Diesel hit 160.3p/l, up 18.0p (13%) since Feb 28, while petrol rose 7% to 141.5p/l; RAC says a 55-litre diesel fill now costs £88 versus £78 for petrol, adding ~£10 to a full tank. Brent crude has topped $100/bbl for the first time since 2022 amid Iran-related disruptions to tankers in the Strait of Hormuz, pressuring wholesale fuel costs. Government officials (Chancellor Rachel Reeves and Energy Secretary Ed Miliband) summoned forecourt operators (Asda, BP, ExxonMobil, Shell) warning against unfair practices as the PRA threatened to withdraw from talks; UK refinery capacity skewed toward petrol and reliance on imports is cited as a driver of faster diesel increases.

Analysis

The diesel-specific nature of this move matters more than crude alone: refiners with heavier distillate conversion capacity (hydrocrackers, FCC tweaks) capture outsized diesel crack spreads while light-petroleum-focused plants and importers face margin compression once freight/insurance costs are factored. For the UK this is a two-sided shock — upstream (producers, traders) sees near-term cash flow tailwinds, while downstream retail/forecourt operators face political and reputational pressure that can force compression of pump margins regardless of wholesale costs. Second-order logistics effects amplify the price impulse: higher diesel raises road freight and last-mile cost curves, which will feed through to delivered CPI and hit low-margin consumer sectors with a lag of 2–3 months. At the same time, elevated tanker insurance and longer routing around the Gulf increase landed import cost variability, creating profitable short-term arb opportunities for storage owners and midstream shipping players that can flex timing and cargoes. Time horizons diverge: a diplomatic de-escalation or coordinated SPR release can knock the spike down within days–weeks, whereas refinery yield adjustments and capex shifts that increase diesel availability take 6–18 months. Key indicators to watch as reversal signals are diesel crack narrowing vs gasoline, a meaningful drop in tanker insurance premia, or explicit UK policy interventions targeting forecourt margins.

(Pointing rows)
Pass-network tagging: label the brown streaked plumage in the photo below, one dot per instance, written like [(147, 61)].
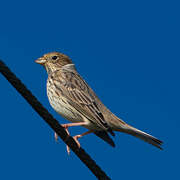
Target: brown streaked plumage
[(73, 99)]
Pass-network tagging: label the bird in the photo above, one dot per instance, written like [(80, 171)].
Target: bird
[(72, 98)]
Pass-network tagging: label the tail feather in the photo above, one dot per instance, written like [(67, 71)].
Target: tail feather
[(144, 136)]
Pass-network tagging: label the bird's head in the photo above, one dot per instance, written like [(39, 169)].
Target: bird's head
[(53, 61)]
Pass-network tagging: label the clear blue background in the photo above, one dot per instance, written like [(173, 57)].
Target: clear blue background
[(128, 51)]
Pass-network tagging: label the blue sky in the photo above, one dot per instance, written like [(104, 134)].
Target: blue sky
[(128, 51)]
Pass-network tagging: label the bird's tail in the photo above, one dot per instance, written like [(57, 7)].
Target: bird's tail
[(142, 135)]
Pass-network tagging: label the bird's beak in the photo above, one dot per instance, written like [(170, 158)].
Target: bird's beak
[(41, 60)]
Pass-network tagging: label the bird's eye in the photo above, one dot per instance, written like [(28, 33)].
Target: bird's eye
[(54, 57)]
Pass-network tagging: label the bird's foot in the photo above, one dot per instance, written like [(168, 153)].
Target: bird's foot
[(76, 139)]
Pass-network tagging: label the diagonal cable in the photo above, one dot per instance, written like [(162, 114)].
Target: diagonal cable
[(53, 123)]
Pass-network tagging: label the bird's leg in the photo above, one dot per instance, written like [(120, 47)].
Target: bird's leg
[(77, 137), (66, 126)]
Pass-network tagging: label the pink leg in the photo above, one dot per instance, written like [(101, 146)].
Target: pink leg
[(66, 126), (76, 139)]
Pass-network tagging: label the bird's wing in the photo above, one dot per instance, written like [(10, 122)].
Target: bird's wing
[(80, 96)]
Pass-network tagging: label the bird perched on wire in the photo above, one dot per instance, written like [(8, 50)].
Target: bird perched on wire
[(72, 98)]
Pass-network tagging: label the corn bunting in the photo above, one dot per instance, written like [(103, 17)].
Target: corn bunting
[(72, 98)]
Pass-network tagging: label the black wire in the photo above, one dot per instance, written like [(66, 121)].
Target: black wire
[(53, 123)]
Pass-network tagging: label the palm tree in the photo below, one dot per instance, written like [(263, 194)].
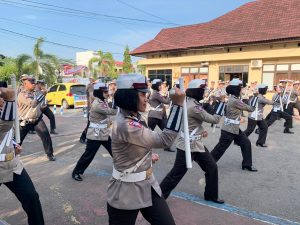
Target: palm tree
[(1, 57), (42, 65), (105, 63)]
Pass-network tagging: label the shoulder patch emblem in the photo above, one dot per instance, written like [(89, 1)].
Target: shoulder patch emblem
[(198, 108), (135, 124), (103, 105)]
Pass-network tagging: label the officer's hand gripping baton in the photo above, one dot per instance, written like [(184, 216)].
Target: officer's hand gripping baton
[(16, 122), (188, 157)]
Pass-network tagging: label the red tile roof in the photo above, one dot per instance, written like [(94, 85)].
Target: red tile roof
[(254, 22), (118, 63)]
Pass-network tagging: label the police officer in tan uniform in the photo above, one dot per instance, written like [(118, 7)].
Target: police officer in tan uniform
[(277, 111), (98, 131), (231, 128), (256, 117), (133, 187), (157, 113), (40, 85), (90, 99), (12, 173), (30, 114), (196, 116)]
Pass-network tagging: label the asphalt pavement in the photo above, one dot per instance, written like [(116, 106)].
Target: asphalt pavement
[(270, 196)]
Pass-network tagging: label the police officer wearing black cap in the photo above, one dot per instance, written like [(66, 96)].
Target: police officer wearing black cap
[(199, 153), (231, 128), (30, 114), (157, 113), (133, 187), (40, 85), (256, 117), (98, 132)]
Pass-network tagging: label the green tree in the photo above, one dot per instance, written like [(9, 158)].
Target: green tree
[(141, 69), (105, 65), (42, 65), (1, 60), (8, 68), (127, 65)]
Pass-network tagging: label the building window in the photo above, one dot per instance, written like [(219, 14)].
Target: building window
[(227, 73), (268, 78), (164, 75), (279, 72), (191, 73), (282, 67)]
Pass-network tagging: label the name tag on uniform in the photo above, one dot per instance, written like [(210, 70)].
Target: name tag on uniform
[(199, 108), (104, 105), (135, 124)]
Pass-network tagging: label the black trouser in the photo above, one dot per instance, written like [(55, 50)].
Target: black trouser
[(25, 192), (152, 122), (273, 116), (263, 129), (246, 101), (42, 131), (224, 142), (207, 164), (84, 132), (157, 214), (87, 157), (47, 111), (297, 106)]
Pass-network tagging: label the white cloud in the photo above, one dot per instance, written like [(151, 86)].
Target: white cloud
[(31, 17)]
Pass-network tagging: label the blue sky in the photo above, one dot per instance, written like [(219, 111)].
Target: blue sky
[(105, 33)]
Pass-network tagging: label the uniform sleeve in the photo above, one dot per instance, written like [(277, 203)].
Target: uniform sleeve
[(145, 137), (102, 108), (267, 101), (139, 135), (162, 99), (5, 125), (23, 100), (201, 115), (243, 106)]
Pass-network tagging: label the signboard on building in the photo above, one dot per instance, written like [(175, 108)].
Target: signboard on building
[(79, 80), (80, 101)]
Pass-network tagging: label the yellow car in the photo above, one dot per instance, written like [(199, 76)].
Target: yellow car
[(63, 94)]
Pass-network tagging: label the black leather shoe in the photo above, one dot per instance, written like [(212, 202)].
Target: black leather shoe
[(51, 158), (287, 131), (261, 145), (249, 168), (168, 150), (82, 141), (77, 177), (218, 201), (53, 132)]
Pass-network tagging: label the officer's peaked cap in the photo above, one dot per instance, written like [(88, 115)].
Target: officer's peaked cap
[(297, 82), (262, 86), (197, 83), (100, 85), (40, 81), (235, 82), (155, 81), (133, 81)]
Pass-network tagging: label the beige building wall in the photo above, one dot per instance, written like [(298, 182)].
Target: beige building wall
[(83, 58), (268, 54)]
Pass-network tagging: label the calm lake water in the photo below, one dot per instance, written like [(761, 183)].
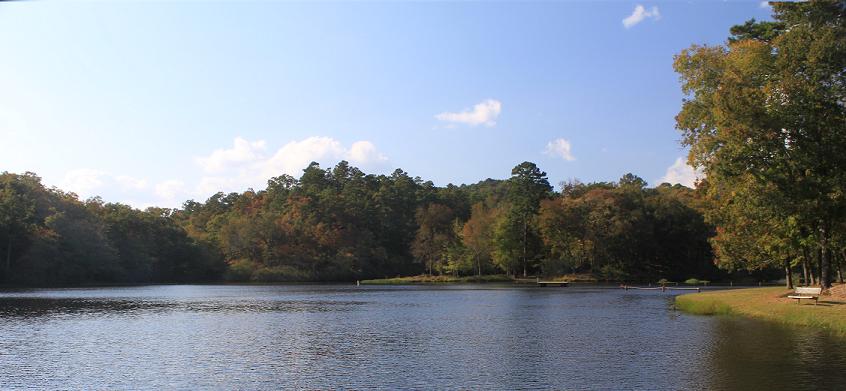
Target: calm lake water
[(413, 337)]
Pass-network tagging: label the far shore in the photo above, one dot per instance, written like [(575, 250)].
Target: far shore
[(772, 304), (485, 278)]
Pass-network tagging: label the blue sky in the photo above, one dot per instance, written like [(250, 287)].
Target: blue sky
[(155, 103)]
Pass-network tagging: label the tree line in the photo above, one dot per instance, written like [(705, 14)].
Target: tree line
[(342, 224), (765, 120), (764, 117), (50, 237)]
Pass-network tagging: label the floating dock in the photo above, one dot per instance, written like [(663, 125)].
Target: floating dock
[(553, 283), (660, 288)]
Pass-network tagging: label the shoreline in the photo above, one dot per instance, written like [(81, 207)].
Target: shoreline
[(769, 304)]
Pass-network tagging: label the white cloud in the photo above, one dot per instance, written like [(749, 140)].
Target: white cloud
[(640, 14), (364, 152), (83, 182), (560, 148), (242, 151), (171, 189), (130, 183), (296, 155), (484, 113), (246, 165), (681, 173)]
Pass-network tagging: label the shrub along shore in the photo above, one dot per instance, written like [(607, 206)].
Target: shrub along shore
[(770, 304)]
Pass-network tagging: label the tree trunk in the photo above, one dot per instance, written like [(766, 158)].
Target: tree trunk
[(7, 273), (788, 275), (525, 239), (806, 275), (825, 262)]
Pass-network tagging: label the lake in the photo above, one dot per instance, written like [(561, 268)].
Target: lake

TASK REQUIREMENTS.
A) Answer these questions about the fuel price passage, one per line:
(i) By how much has diesel risen since Feb 28?
(ii) Which forecourt operators did government officials summon?
(iii) How long do refinery yield adjustments and capex shifts that increase diesel availability take?
B) Please convert the pointing rows starting at the line containing "Pass-network tagging: label the corn" and ending at the line containing "[(1, 57), (42, 65), (105, 63)]" into a two-column CSV with the columns task and points, one line per row, each field quoted and with line breaks replaced by spaces. Leave the pictures out.

ANSWERS GIVEN.
A)
(i) 18.0p (13%), to 160.3p/l
(ii) Asda, BP, ExxonMobil and Shell
(iii) 6–18 months

B)
task,points
"Pass-network tagging: label the corn bunting in the photo above, one dot per instance, written like [(103, 17)]. Target: corn bunting","[(72, 98)]"
"Pass-network tagging: label the black wire in the photo above, one dot per instance, written like [(66, 121)]. Target: black wire","[(53, 123)]"
"Pass-network tagging: label the palm tree in the photo below, one dot per instance, written like [(263, 194)]. Target: palm tree","[(1, 57), (42, 65), (105, 63)]"